[Work instructions] Output the lines from the one holding "Target: cinder block wall" to the end of the entries that follow, exactly and only those, minus any pictures.

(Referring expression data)
....................

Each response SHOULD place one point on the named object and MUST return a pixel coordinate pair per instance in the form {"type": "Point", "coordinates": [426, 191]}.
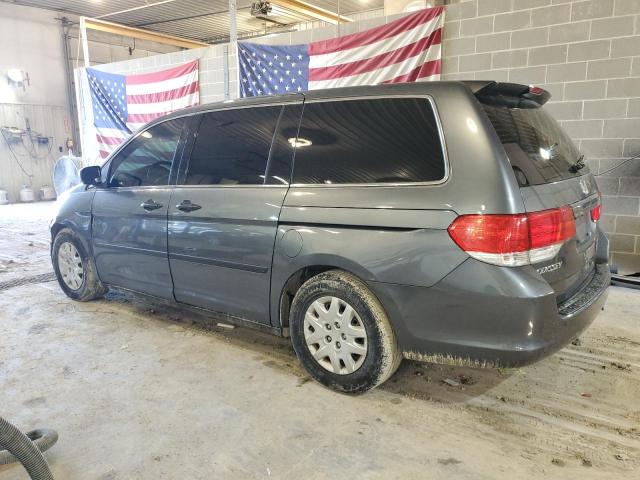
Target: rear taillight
{"type": "Point", "coordinates": [513, 240]}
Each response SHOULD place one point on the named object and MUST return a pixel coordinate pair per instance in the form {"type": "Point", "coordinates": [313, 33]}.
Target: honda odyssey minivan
{"type": "Point", "coordinates": [450, 222]}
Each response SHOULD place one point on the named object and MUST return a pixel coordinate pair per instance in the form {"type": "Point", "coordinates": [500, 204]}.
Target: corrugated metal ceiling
{"type": "Point", "coordinates": [206, 20]}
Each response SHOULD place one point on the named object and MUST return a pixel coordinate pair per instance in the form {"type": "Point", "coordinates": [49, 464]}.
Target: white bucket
{"type": "Point", "coordinates": [47, 193]}
{"type": "Point", "coordinates": [26, 194]}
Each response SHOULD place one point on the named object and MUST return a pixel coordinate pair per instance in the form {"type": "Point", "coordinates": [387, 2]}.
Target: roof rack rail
{"type": "Point", "coordinates": [513, 95]}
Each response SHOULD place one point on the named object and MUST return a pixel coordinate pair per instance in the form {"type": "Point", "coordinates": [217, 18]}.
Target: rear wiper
{"type": "Point", "coordinates": [579, 165]}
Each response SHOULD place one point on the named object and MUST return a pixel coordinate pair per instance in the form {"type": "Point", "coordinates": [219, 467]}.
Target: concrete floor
{"type": "Point", "coordinates": [140, 390]}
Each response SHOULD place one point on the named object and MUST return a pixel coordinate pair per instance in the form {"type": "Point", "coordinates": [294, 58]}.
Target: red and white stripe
{"type": "Point", "coordinates": [405, 50]}
{"type": "Point", "coordinates": [151, 95]}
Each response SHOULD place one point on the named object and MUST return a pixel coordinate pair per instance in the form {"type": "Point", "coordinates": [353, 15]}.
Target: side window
{"type": "Point", "coordinates": [232, 147]}
{"type": "Point", "coordinates": [284, 145]}
{"type": "Point", "coordinates": [390, 140]}
{"type": "Point", "coordinates": [147, 159]}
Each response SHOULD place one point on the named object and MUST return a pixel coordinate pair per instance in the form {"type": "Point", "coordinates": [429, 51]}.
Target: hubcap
{"type": "Point", "coordinates": [70, 265]}
{"type": "Point", "coordinates": [335, 335]}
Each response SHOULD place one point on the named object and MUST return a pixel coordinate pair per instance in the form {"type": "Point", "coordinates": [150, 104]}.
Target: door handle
{"type": "Point", "coordinates": [150, 205]}
{"type": "Point", "coordinates": [187, 206]}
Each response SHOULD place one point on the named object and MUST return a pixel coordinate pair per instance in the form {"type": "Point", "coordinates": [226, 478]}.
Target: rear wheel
{"type": "Point", "coordinates": [74, 268]}
{"type": "Point", "coordinates": [341, 333]}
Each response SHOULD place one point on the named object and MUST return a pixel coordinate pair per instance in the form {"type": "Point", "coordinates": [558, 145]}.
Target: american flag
{"type": "Point", "coordinates": [405, 50]}
{"type": "Point", "coordinates": [123, 103]}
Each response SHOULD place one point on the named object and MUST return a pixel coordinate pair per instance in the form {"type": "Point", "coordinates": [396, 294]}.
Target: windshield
{"type": "Point", "coordinates": [538, 148]}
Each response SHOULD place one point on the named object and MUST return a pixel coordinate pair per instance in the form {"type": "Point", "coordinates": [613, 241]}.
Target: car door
{"type": "Point", "coordinates": [224, 212]}
{"type": "Point", "coordinates": [129, 214]}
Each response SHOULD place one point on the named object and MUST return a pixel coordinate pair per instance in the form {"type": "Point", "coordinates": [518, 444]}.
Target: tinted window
{"type": "Point", "coordinates": [538, 149]}
{"type": "Point", "coordinates": [147, 159]}
{"type": "Point", "coordinates": [232, 147]}
{"type": "Point", "coordinates": [368, 141]}
{"type": "Point", "coordinates": [283, 146]}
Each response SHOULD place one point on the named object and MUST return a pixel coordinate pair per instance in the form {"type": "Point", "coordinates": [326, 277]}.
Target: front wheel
{"type": "Point", "coordinates": [74, 268]}
{"type": "Point", "coordinates": [341, 333]}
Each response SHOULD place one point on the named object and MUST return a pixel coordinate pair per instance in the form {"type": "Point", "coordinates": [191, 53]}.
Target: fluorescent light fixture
{"type": "Point", "coordinates": [299, 142]}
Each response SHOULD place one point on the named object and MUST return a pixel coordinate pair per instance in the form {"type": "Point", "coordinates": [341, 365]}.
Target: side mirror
{"type": "Point", "coordinates": [91, 175]}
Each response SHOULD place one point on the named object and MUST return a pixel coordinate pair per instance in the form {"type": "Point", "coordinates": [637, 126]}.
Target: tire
{"type": "Point", "coordinates": [43, 438]}
{"type": "Point", "coordinates": [86, 286]}
{"type": "Point", "coordinates": [360, 346]}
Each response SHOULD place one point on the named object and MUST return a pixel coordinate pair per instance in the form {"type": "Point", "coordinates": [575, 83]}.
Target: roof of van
{"type": "Point", "coordinates": [414, 88]}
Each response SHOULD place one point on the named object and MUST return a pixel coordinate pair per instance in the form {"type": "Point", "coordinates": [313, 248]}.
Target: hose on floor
{"type": "Point", "coordinates": [27, 449]}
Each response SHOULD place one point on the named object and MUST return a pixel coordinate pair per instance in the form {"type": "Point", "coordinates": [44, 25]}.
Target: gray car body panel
{"type": "Point", "coordinates": [130, 243]}
{"type": "Point", "coordinates": [442, 303]}
{"type": "Point", "coordinates": [73, 211]}
{"type": "Point", "coordinates": [220, 255]}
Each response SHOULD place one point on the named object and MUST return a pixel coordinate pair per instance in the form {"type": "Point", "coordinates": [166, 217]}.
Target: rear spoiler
{"type": "Point", "coordinates": [513, 95]}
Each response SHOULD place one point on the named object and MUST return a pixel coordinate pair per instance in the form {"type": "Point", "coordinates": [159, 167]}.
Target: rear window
{"type": "Point", "coordinates": [537, 147]}
{"type": "Point", "coordinates": [392, 140]}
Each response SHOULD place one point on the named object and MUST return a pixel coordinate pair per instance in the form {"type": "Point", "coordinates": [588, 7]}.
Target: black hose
{"type": "Point", "coordinates": [25, 451]}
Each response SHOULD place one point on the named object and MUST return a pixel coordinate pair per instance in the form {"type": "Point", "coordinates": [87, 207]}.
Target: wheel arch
{"type": "Point", "coordinates": [298, 277]}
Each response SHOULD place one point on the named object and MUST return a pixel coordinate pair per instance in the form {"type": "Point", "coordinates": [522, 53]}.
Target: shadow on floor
{"type": "Point", "coordinates": [426, 381]}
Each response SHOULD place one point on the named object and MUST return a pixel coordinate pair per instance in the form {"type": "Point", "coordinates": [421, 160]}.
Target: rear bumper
{"type": "Point", "coordinates": [482, 315]}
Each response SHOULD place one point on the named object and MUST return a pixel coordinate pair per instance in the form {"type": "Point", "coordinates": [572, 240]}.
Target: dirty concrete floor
{"type": "Point", "coordinates": [141, 390]}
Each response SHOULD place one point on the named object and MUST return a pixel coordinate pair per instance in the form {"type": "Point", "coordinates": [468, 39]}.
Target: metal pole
{"type": "Point", "coordinates": [71, 94]}
{"type": "Point", "coordinates": [225, 69]}
{"type": "Point", "coordinates": [85, 42]}
{"type": "Point", "coordinates": [233, 37]}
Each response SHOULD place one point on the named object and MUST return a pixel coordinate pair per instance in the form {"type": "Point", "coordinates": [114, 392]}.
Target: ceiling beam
{"type": "Point", "coordinates": [312, 11]}
{"type": "Point", "coordinates": [141, 34]}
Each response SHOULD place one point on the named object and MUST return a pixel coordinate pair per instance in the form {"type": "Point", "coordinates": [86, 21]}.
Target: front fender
{"type": "Point", "coordinates": [74, 212]}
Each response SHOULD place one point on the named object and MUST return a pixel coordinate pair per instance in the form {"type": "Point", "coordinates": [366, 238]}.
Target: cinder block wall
{"type": "Point", "coordinates": [587, 54]}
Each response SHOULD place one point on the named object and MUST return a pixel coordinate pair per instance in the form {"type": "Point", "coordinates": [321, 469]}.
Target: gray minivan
{"type": "Point", "coordinates": [450, 222]}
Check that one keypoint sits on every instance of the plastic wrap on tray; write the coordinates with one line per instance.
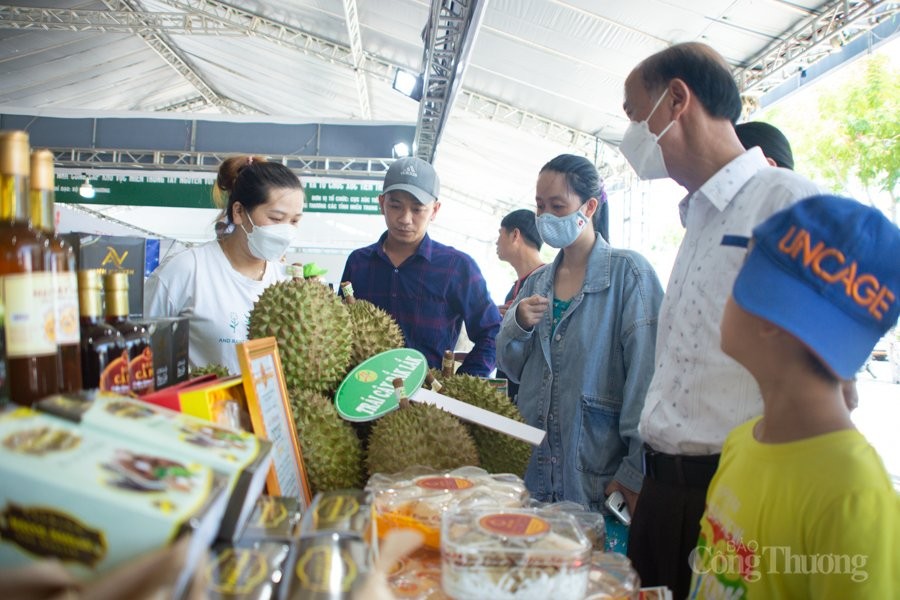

....................

[Written reply]
Target: cinder block wall
{"type": "Point", "coordinates": [587, 54]}
Each response SHOULD place one point on the named object and MUST return a pixel coordinate pair per instance in the form {"type": "Point", "coordinates": [321, 469]}.
Target: gray minivan
{"type": "Point", "coordinates": [450, 222]}
Check that one keypoint sits on every instance of the plastic wrap on tray; write the coordinates with one line per instance.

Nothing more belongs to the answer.